REQUIRED WORK:
A. Set down, word for word, the part of the camogie article that starts at "Among the frustrations" and ends at "it does happen.".
B. Answer these questions from the camogie article:
(i) Which county's team does Grace Walsh play for?
(ii) In which country will the Planet Games take place?
(iii) Who is named as GAA president?

PAGE EXTRACT:
_ _ _ _ _ _ _

Ahead of this weekend's 'Respect the Ref’ campaign, Kilkenny camogie star Grace Walsh concedes that GAA officials are sometimes the easiest scapegoat when a team fails to win.
Last week GAA president Larry McCarthy said that the recent high-profile incidents regarding the abuse, physical and verbal, of officials "have undoubtedly cast a shadow over the entire association".
Speaking at the launch of the Planet Games in Kenya next month, Walsh says that while she has never witnessed anything remotely close to physical abuse of a referee on the camogie pitch, verbal abuse still needs to be stamped out.
"Referees are there to do their best," she said. "They love the sport as much as we do and are as passionate about it. They are trying to make the right calls. Sometimes they don’t make the right calls, but they are only human. You have to learn to bite your tongue as a player sometimes.
"I’ll hold my hand up and say I haven’t done that all the time. As you get a bit older, you learn to do that."
Among the frustrations within the game over the years has been both the rules governing the game, and indeed the application of them.

The Tullaroan woman however is slow to point the finger at officials, stating that the result can skew perceptions around decision making.
"In our championship, it was pretty consistent," Walsh said. "It definitely can change a little bit, but I think that comes from the person themselves, what they see as a free and what they don't maybe.
"Off the top of my head, I can’t think of a game in particular where I thought, 'that was terrible’, but it does happen.
"It's whether you win or lose, whether you zone in or not on the referee. Sometimes when we lose a game we are looking for, not excuses, but reasons why, and that can be why we look towards the referee’s decisions."
Walsh has become a mainstay in the Kilkenny team over the years, with recent seasons in stark contrast to the start of her inter-county career.

_ _ _ _ _ _ _

Records drawn from a dataset:
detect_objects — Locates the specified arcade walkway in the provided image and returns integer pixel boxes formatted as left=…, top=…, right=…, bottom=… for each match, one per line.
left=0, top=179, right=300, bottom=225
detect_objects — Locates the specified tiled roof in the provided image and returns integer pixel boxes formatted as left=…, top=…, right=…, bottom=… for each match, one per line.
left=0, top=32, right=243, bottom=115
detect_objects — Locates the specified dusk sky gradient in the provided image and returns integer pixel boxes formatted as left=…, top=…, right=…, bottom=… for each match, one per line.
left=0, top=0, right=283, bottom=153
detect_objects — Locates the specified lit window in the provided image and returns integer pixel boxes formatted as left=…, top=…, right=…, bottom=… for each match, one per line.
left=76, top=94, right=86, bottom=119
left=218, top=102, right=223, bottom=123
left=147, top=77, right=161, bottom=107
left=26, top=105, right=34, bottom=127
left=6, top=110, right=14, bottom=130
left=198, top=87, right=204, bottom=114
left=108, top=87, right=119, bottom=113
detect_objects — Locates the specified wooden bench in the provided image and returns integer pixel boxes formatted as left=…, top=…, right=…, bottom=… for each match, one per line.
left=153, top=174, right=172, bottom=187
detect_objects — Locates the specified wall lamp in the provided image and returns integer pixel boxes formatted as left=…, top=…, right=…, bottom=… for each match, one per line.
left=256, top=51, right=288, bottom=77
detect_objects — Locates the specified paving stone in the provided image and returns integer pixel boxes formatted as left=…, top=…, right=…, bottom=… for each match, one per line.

_ _ _ _ _ _ _

ANSWERS GIVEN:
A.
Among the frustrations within the game over the years has been both the rules governing the game, and indeed the application of them.

The Tullaroan woman however is slow to point the finger at officials, stating that the result can skew perceptions around decision making.
"In our championship, it was pretty consistent," Walsh said. "It definitely can change a little bit, but I think that comes from the person themselves, what they see as a free and what they don't maybe.
"Off the top of my head, I can’t think of a game in particular where I thought, 'that was terrible’, but it does happen.

B.
(i) Kilkenny
(ii) Kenya
(iii) Larry McCarthy